__Selection__:
::::::
When I first noticed that having more than three worker threads seemed to bring no increase in performance, I came up with some crazy hypotheses about the cause.  For a while I was even thinking that calls to malloc() and its equivalents were somehow causing the worker threads to block one another, but that, of course, was not happening.  Then I got out Valgrind, a powerful profiling tool, and gathered data about where the app was spending its time.

In spite of overwhelming evidence that the program really was dominated by arithmetic related to FFTs, I somehow convinced myself that I was dealing with a cache problem.  Several days were waisted trying to eliminate the handful of spots in the parallel code that were experiencing ~1% L2 cache misses (that was as bad as it got, fortunately).  At one point, I was even thinking that the scheduler was doing a bad job of keeping threads on the same core, thus supposedly causing the cache to be unnecessarily invalidated, so I started looking into sched_setaffinity() and other such nonsense.

That mucking around didn’t help matters from a cache-hit perspective (and in many cases made things worse — thank you, version control!), but it did lead me to discover I had been using FFTW in an inefficient way, so the time wasn’t totally wasted. In fact, fixing my FFTW gaffe led to a 40% improvement in the blur modeling algorithm execution time — but there was still no improvement when using more than three worker threads.

The actual cause of the problem struck me today when I was, of all things, calculating the incremental price per bagel for a potential multi-bagel purchase at Panera.  I realized that it was simply a matter of factorization, and I immediately felt stupid.
::::::
__Work to complete__:
a: Answer from the worker-thread performance passage:
(i) Which profiling tool did the writer use to find where the app was spending its time?
(ii) What was the worst L2 cache miss rate seen in the parallel code?
(iii) By how much did fixing the FFTW gaffe improve the blur modeling algorithm's execution time?
b: Carry the worker-thread performance passage on past its final sentence.

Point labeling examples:
::::::
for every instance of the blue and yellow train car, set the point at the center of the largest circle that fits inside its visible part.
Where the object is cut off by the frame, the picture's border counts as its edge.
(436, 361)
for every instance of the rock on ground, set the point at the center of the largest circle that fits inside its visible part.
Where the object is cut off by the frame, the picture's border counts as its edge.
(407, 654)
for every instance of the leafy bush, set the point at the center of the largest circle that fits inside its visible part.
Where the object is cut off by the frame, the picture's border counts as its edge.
::::::
__Solved problems__:
a:
(i) Valgrind
(ii) About 1%
(iii) 40%

b:
Remember that there are always six work items that start in the queue.  If the number of consumer threads is a factor of the number of work items, and the work items all take roughly the same amount of time to process, then the queue will be emptied with little to no wasted time.

Going from 2 to 3 worker threads decreases the total time (t_done)

However, if the number of consumer threads is not a factor of the number of work items, the queue will not be emptied efficiently, and time will be wasted waiting for one or more of the threads to finish after the others are done.

Going from 3 to 4 worker threads does not change the completion time

All of this is blindingly obvious in hindsight.  Since 1, 2, and 3 are all factors of 6, it comes as no surprise that adding threads to have 2 or 3 total workers leads to speed improvements.  Likewise, since 4 and 5 are not factors of 6, it should have been no surprise that having those numbers of worker threads led to no speed improvements.

That meant that the next major speed boost should happen at the next higher factor of 6: namely, 6 worker threads.  Indeed, that’s what we see in the execution times.

Execution times as function of number of worker threads (lower is better)

Three things to note on that chart:

First, there are diminishing returns.  Going from 1 to 2 worker threads leads to a 31% improvement, but going from 2 to 3 worker threads gives only an additional 14% improvement.  Going from 3 to 6 worker threads improves times only 10% more.  In addition, this suggests that other parts of the code — outside of the threaded producer-consumer block — are potential targets for optimization.  That is because the gains from each thread are not as high as we’d expect if the work items dominated the overall execution time.

Second, there is a very slight improvement in execution time with 5 threads, about 3%.  This is because of the previously noted “special” work item, which takes slightly less time to process than all of the other work items.  In the 5-thread case, the thread that gets two work items will always have the special item and a normal item, whereas in the 4-thread case one of the threads would have two normal items, thus the time difference.

Third, the execution time actually gets worse as the number of threads increases beyond 6.  There are never more than 6 work items in the queue, so those extra worker threads are just added overhead.

(All of these measurements were on the same idle 8-core machine.)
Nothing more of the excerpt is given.